*** SUPPLIED PASSAGE Section Begins ***

Now the writing, as you’ll be aware if you’ve been paying attention, was on the road to destruction. (Destroying stalled novels was so much more fun in the days when we had paper. I had enough failed drafts in the bottom drawer to make a merry blaze.) But of course I still couldn’t say that to the lovely people at the BBC. They had pushed me through the streets of Glasgow in a wheelchair when the crutches got too much, and been enormously kind about my terror of interviews. So when two chaps turned up with a camera I burbled vaguely about working on a Roman novel. “Great!” they said. “We’ll be back in January to see how it’s going!”
I did my best to keep smiling.
Did they entertain the viewers? Maybe not as much as they’d hoped. It wasn’t until January had slipped into February, February into March that I began to look up from the frantic efforts to produce something – anything – to talk about next time, and to wonder if they were coming back at all. By the time I realised there would be no follow-up programme, the first draft of the Roman novel was almost complete.
That book later became the first in the Ruso series. The sixth should be published next year. The one contestant with whom I’ve kept in touch is also still writing.
My best wishes go to all the brave contenders on MASTERPIECE. I have much to be grateful for, and I hope it works for them as well as the BBC’s rather more restrained approach worked for me.
As for that foot injury – not even the humiliation of falling off my own shoes was wasted. Ruso suffers a broken metatarsal in rather more heroic circumstances at the start of the third novel. Believe me, those scenes on crutches were written with feeling.
For more thoughts on MASTERPIECE, here’s a debate in the Guardian. Anyone else care to comment?

*** SUPPLIED PASSAGE Section Ends ***
*** SUPPLIED DATA Section Begins ***

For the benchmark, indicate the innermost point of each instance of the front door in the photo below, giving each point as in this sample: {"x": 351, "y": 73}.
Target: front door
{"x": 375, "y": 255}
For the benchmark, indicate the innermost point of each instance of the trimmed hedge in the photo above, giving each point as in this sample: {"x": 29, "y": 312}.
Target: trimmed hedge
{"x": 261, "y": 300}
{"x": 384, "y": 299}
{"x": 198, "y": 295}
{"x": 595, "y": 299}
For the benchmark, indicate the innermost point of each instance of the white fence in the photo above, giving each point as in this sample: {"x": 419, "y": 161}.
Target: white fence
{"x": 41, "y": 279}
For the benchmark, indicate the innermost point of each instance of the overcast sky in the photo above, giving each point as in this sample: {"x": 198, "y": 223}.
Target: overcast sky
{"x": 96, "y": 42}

*** SUPPLIED DATA Section Ends ***

_EXERCISE GOAL:_ Condense the paragraph of the passage that begins "Did they entertain the viewers?" into fewer words, keeping its main facts. The listing is separate material and has no connection to the passage.

_PROBLEM SOLUTION:_ The viewers may have been less entertained than hoped. Through January, February and March, the writer worked frantically to have something to discuss and then began to wonder whether the crew would return. By the time it was clear there would be no follow-up program, the first draft of the Roman novel was almost finished.